— Start EXCERPT PROVIDED —

# [Swiss NR] 6x6 Single: 2:41.39 - Fabian Löhle



## FaLoL (Jul 27, 2015)

I was hopeing for a sub-2:40 but I'm still hapy I got the National Record back after only two weeks. 






More videos from the Poland-Weekend will come within the next days.


----------



## APdRF (Jul 27, 2015)

Congrats!


----------



## joshsailscga (Jul 28, 2015)

Must be nice to live where the 6x6 NR is not hopelessly out of reach  
Just joking, nice job!


----------



## Bubtore (Jul 28, 2015)

The good thing is that it's not only 6x6 
Our blind NR is ranked 600th in the world for example (ok in fact it's a bad example since it's the worst ranking of any of our NRs, but still ...)
I'm not sure to be rather happy (because I may improve that one if I don't fail because of 2 edges/corners as usual) or sad because there's no top swiss blindfolder at the moment (well 5 years ago Federico used to be in top10 in the world of multi-Bld)...

Anyway, guet gmacht Fabian !!! Au für en 7er


----------



## FaLoL (Jul 31, 2015)

APdRF said:


> Congrats!


Thanks 


joshsailscga said:


> Must be nice to live where the 6x6 NR is not hopelessly out of reach
> Just joking, nice job!


Thanks 
And yes, it is, but we are getting better 


Bubtore said:


> The good thing is that it's not only 6x6
> Our blind NR is ranked 600th in the world for example (ok in fact it's a bad example since it's the worst ranking of any of our NRs, but still ...)
> I'm not sure to be rather happy (because I may improve that one if I don't fail because of 2 edges/corners as usual) or sad because there's no top swiss blindfolder at the moment (well 5 years ago Federico used to be in top10 in the world of multi-Bld)...
> 
> Anyway, guet gmacht Fabian !!! Au für en 7er


Danke 
I'd say it's both, I'd love to have some world class swiss cubers, but I'm a little more happy that good National Ranking Position aren't that hard to reach


----------

— End EXCERPT PROVIDED —
— Start INFORMATION SUPPLIED —

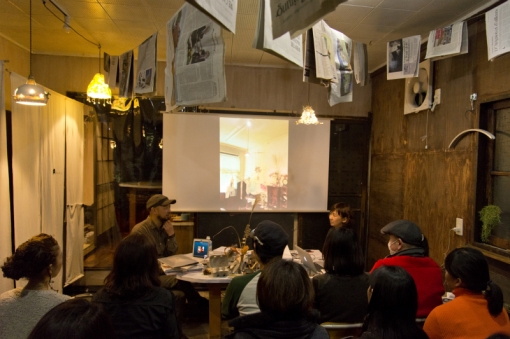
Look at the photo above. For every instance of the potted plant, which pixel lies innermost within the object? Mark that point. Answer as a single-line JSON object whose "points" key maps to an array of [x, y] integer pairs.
{"points": [[490, 217]]}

— End INFORMATION SUPPLIED —

- REQUEST A -
In the forum thread about the Swiss 6x6 record, what time had FaLoL hoped to achieve?
- REQUEST B -
From the forum thread about the Swiss 6x6 record, reproduce the passage that starts at the words "# [Swiss NR]" and stops after "only two weeks.".

- PROBLEM SOLUTION A -
A sub-2:40.

- PROBLEM SOLUTION B -
# [Swiss NR] 6x6 Single: 2:41.39 - Fabian Löhle



## FaLoL (Jul 27, 2015)

I was hopeing for a sub-2:40 but I'm still hapy I got the National Record back after only two weeks.